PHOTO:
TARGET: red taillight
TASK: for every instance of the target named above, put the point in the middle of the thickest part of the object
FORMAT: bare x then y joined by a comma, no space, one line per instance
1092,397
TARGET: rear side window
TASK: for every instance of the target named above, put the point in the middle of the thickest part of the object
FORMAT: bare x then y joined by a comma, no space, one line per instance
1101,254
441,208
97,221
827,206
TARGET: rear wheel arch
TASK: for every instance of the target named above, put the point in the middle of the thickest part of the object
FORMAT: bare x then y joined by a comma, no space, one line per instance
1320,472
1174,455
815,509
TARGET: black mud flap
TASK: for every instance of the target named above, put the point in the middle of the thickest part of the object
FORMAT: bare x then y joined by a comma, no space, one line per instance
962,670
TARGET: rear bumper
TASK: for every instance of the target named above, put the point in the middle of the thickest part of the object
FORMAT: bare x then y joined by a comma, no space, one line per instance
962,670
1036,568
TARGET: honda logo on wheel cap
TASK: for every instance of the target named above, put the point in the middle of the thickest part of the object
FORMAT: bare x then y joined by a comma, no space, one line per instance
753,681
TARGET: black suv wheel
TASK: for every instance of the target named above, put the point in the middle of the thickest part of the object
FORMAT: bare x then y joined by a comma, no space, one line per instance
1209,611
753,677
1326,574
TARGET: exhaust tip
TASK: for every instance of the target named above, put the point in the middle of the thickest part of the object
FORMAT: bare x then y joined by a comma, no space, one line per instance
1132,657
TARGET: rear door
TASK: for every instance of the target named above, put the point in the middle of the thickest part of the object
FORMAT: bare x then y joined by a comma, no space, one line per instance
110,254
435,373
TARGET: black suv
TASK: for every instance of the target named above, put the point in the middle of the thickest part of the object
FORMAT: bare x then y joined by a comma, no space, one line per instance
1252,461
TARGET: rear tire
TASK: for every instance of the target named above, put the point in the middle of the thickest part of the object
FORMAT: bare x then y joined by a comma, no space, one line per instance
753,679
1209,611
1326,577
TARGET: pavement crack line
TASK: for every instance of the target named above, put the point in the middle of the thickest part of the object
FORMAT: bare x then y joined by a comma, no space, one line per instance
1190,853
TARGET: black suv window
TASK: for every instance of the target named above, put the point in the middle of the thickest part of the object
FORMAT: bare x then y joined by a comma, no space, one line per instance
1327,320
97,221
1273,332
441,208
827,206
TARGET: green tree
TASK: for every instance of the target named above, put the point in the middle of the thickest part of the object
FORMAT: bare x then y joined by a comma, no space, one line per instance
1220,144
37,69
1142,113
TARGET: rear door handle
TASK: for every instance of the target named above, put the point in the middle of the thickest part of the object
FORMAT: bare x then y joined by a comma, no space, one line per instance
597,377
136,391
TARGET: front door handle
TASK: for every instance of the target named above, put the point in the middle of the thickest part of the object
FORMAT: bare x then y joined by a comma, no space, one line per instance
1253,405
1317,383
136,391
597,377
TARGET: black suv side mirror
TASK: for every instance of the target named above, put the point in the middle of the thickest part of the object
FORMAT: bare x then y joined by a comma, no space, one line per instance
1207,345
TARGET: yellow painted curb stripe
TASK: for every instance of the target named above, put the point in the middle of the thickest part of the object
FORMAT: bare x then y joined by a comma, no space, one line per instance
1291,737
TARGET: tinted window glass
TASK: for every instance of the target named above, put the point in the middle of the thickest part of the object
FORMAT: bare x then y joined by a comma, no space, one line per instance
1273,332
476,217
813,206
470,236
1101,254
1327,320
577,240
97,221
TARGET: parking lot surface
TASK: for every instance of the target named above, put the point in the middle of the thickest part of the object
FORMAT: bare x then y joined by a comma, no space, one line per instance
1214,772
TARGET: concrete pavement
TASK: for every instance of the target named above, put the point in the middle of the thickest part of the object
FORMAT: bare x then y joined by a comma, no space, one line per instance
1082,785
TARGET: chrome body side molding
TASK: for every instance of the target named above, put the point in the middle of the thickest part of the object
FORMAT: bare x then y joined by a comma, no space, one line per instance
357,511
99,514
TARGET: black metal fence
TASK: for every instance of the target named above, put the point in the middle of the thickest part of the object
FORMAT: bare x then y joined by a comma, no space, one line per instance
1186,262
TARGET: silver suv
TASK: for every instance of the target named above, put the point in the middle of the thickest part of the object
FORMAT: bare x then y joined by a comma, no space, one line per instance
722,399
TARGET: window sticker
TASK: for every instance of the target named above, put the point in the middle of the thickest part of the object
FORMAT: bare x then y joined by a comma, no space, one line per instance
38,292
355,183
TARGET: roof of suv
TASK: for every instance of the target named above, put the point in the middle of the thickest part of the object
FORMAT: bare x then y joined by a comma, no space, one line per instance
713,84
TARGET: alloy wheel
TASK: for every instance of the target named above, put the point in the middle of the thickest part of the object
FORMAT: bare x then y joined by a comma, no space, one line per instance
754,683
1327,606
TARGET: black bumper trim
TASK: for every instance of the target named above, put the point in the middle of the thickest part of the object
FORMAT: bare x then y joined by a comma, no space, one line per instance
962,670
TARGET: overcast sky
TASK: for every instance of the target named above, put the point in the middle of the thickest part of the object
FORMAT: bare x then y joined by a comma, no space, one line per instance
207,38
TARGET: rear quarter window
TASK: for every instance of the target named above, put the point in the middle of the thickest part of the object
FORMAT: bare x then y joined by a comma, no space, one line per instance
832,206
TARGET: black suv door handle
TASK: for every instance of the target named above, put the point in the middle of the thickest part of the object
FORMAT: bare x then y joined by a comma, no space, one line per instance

◆ ◆ ◆ ◆

Each record above should be returned exactly as it appears.

PHOTO:
TARGET: red taillight
TASK: for every instance of the target named above, put the point in the middle of the thickest part of the object
FORMAT: bare x then y joined by a comma, no space, one line per instance
1092,397
TARGET: rear side window
TASK: for every instance of the target named above, put the point in the middle of the thickest part of the object
FORMAT: bare x then y joined by a comma, no space, one line per instance
1101,254
441,208
97,221
827,206
TARGET: rear wheel arch
TASK: for every instance of the target named above, put the point in the middle of the thickest part of the object
FORMAT: bare x then y joined by a comma, no space, one line per instance
1320,472
1174,455
815,509
TARGET: black mud flap
TASK: for every instance of the target named above, put the point in the middle of the thickest part of the object
FORMAT: bare x then y joined by a comma, no space, one line per instance
962,670
TARGET: rear bumper
TASK: for every instance of the target named above, put the point in the middle of the thickest part of the object
FORMAT: bare x then y joined by a comma, no space, one line per instance
962,670
1036,568
TARGET: honda logo on wheel cap
TASK: for every instance of the target named above, put the point in the middle of the thickest part of the object
FORMAT: bare x then y joined by a comma, no space, one line per instance
753,681
TARGET: black suv wheel
TASK: for every instance of the target named above, put the point in the middle of the thickest part of the object
FORMAT: bare x then y joined by a comma, no space, one line per instance
1209,611
753,677
1326,574
TARGET: exhaust tip
TASK: for every instance of the target named above, put the point in the middle of the thickest part of the object
FORMAT: bare x then y joined by a comma, no space, one line per instance
1132,657
TARGET: rear door
TASK: for every instance of the target named above, put the point in the middle of the thickest part of the object
FORMAT: bare x then y joined by a comma, no space, one line per instance
110,254
435,373
TARGET: black suv
TASK: for every instance of the target named above, put the point in the middle of the thickest part of the object
FORMAT: bare x then y joined by a comma, no space, one line per instance
1252,461
TARGET: rear tire
TASK: for every instance of the target named above, put the point in the middle of the thickest part of the object
FORMAT: bare x then y joined by a comma, no space, one line per instance
753,679
1209,611
1326,577
TARGET: pavement crack line
TASK: for every instance of the target named above, put the point in the middle of the thickest part of the object
FORMAT: bare x then y joined by a comma, no space, one line per instance
1190,853
TARGET: black suv window
TASK: for every instance of the target named above, put the point in the middle of the thickest part of the object
FORMAT: bare x then y joined by a comma, no space, one line per instance
1327,320
97,221
1273,332
441,208
827,206
TARGET: green tree
TASK: for every instance of the target named above, put the point in the middle of the thickest part of the object
FORMAT: bare x then y joined by a comma, no space, one line per instance
1220,144
37,69
1142,113
TARGET: rear door handle
TASK: for every instance of the target named above, put the point in the middle of the thickest part of the object
FORMAT: bare x then y joined by a comma, no space, one line per instance
597,377
136,391
TARGET: front door handle
TASK: for every instance of the target named above, put the point in the middle of the thickest part of the object
FORMAT: bare x then y joined by a comma, no space, one line per instance
1253,405
1317,383
136,391
597,377
TARGET: black suv side mirror
TASK: for every instance of the target named above, put the point in the middle of the thickest part of the object
FORMAT: bare x then y joined by a comma, no space, one line per instance
1207,345
TARGET: yellow painted curb stripe
TASK: for every instance of the target named above, put the point in the middle of the thickest part of the object
FORMAT: bare x then y joined by a comma, no space, one line per instance
1291,737
TARGET: tinted window glass
TASK: for every instance of the target named above, put the point in the middle of the thickest part of the object
FORMAT: bare x then y joined by a comma, no space, one line per instance
1273,332
476,217
813,206
470,236
1101,254
1327,320
577,240
97,221
TARGET: parking lot surface
TASK: for every instance of the target named above, put the point in the middle of the thickest part of the object
FORMAT: bare x then y joined by a comma, no space, one line per instance
1214,772
TARGET: concrete pavement
TASK: for every instance of the target named above, put the point in the middle of the thickest part of the object
FORMAT: bare x then y joined by a comma, no space, one line per instance
1082,785
TARGET: chrome body side molding
TASK: for every instance of the target named above, put the point in the middle of the thickest part of the object
FORMAT: bare x then y joined by a comma, no space, one line per instance
357,511
99,514
TARGET: black metal fence
TASK: for every instance of the target named above, put the point in the middle of the thickest part of the object
FORMAT: bare x then y joined by a comma, no space, one line per instance
1186,262
TARGET: silver suv
TASK: for every instance of the target named above, put the point in the middle of the thickest part of the object
FORMAT: bare x then y joined by a comma, no space, one line per instance
722,399
TARGET: window sticker
TASK: for every instance of the target named above, put the point in the middle of the thickest part of the object
FORMAT: bare x then y joined by a comma, no space, one line per instance
38,292
355,183
TARGET: roof of suv
TASK: for every instance of the target named above, put the point in the middle of the thickest part of the object
FORMAT: bare x then y joined by a comma, no space, one line per instance
713,84
TARGET: alloy wheel
TASK: for every instance of the target named above, put the point in the middle of the thickest part of the object
FORMAT: bare x then y joined by a comma, no space, one line per instance
754,683
1327,606
TARGET: black bumper trim
TASK: for every instance of the target named above, put the point in the middle of the thickest part of the object
FORMAT: bare x then y joined by a comma, no space, one line per instance
962,670
TARGET: overcast sky
TASK: for every instance of the target named above, put the point in the middle of the thickest part of the object
FORMAT: bare x then y joined by a comma, no space, one line per instance
207,38
TARGET: rear quarter window
TASK: for every instance of the target named above, put the point in the middle of the thickest part of the object
FORMAT: bare x then y joined by a comma, no space, one line per instance
832,206
TARGET: black suv door handle
TASK: for every instance of the target named above, put the point in the middle of the thickest part of the object
FORMAT: bare x then y joined by a comma, no space, one line per instance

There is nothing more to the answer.